#### GOAL OF THE EXERCISE
Gather every line below that contains the word "jacket".

>> Start INFORMATION SHOWN

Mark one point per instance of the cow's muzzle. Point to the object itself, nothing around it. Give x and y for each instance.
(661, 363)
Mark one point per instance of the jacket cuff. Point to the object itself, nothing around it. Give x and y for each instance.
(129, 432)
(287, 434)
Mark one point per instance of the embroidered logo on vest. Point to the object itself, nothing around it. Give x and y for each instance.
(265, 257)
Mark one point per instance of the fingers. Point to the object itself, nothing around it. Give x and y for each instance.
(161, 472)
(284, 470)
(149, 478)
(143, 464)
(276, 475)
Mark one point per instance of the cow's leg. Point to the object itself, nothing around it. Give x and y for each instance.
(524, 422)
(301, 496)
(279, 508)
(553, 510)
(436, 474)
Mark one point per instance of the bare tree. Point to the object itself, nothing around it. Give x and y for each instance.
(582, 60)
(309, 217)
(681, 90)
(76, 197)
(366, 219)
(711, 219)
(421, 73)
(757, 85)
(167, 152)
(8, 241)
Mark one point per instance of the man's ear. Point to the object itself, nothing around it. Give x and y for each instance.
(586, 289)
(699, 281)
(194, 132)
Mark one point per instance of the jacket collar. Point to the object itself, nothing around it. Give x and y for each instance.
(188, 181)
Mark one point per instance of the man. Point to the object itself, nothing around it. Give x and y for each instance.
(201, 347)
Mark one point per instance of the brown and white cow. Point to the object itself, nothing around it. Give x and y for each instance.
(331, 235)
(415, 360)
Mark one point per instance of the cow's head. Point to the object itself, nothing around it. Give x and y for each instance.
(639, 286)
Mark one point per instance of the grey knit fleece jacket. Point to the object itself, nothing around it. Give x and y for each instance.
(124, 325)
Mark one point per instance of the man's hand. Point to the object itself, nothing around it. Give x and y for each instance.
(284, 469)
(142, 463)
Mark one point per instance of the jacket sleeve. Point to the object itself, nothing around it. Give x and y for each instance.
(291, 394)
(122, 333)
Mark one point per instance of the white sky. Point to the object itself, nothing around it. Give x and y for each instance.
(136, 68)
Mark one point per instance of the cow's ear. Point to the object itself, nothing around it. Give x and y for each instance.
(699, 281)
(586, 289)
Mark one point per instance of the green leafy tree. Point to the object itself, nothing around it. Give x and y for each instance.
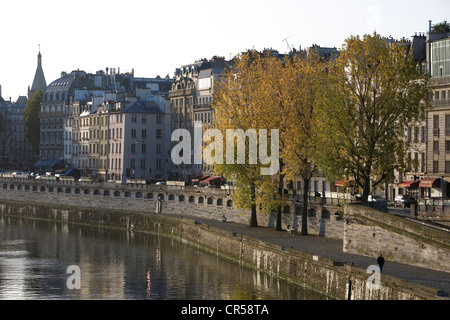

>> End INFORMATION SHOWN

#### SOLUTION TO THE PROBLEM
Mark one point per instance of the jacket cuff. Point to the object itself, nothing around it. Give x and y for each instance.
Mark one point per instance of the jacket collar. Point to the object itself, nothing around it. Give x and y for each instance.
Mark one point per instance of the grey knit fleece jacket. Point to the object itself, nothing around it. Give x and y for each instance.
Mark one point per instance of the jacket sleeve. Point to the object itself, nothing around it. Give x and y for each instance.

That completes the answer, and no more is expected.